● Problem statement
Reproduce, word for word, the stretch of items below from the line containing "Labeling guideline: look at the image above and mark any round" through the line containing "[196, 623, 479, 640]", including both of those lines.

● Raw data
"""
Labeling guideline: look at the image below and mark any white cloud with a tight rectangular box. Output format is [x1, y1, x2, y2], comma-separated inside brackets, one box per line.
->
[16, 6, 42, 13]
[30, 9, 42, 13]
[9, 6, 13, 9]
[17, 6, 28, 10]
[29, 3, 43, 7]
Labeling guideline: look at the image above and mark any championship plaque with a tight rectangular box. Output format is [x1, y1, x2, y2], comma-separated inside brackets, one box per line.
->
"""
"""
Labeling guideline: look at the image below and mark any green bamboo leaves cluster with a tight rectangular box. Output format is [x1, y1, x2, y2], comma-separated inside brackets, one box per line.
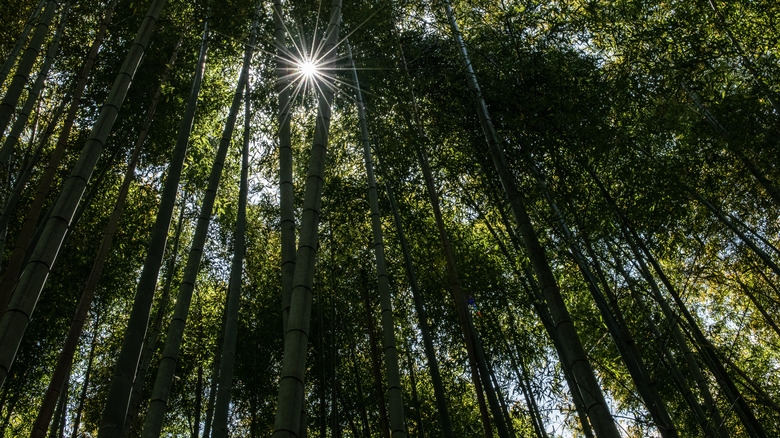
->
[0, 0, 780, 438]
"""
"""
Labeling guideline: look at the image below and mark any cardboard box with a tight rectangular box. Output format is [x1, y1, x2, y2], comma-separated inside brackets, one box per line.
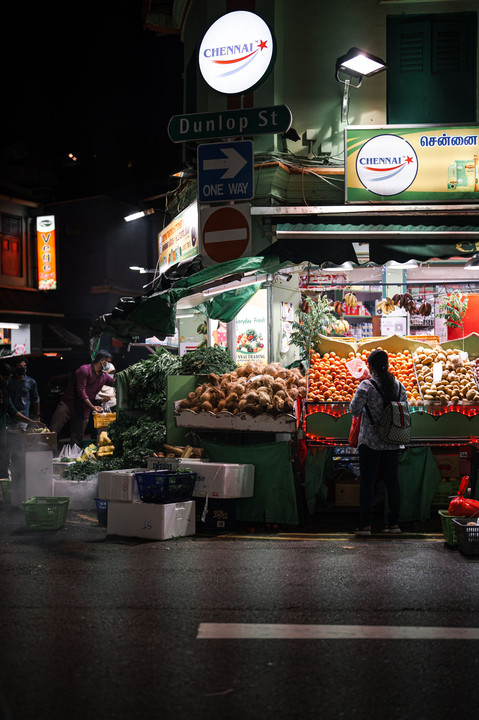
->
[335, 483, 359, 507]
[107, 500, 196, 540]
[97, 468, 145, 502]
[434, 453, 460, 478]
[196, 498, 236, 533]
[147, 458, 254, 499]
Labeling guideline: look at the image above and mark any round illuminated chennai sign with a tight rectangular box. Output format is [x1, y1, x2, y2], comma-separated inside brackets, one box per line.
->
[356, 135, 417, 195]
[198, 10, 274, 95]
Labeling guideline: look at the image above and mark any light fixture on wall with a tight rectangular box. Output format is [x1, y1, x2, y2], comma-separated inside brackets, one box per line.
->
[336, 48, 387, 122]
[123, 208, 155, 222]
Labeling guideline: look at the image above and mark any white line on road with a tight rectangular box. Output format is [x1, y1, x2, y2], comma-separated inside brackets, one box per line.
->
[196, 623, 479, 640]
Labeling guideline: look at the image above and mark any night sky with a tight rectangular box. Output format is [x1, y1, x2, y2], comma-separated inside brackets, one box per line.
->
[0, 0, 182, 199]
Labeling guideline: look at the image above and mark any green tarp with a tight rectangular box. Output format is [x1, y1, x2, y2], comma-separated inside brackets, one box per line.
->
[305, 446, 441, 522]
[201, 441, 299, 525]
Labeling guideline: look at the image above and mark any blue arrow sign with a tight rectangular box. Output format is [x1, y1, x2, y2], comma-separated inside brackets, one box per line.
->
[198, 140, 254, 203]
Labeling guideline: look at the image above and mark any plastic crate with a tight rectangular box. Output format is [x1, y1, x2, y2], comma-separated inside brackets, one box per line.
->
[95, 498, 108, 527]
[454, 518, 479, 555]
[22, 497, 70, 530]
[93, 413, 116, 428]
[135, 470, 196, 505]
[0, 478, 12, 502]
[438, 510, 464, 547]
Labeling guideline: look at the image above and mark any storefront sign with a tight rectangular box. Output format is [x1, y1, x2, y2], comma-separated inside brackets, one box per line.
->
"""
● Response to this task
Labeling guideline: look at the image above and mark any round illuminated chennai sign with a tight rectangular box. Output format is [x1, y1, x2, y2], comma-separated inside brackets, one box per line.
->
[356, 135, 417, 195]
[198, 10, 274, 95]
Labeling guideline: look at the image above and mark any light fixture on wall with a tight rectangular box. Output format is [x1, y1, x2, y2], comma-separated inside brackets, one box per line.
->
[336, 48, 387, 122]
[123, 208, 155, 222]
Labeling guideline: look at the image above and mark any white line on road with a tight rectangular box. Output format is [x1, y1, x2, y2], comma-separated inside brackets, one box per line.
->
[196, 623, 479, 640]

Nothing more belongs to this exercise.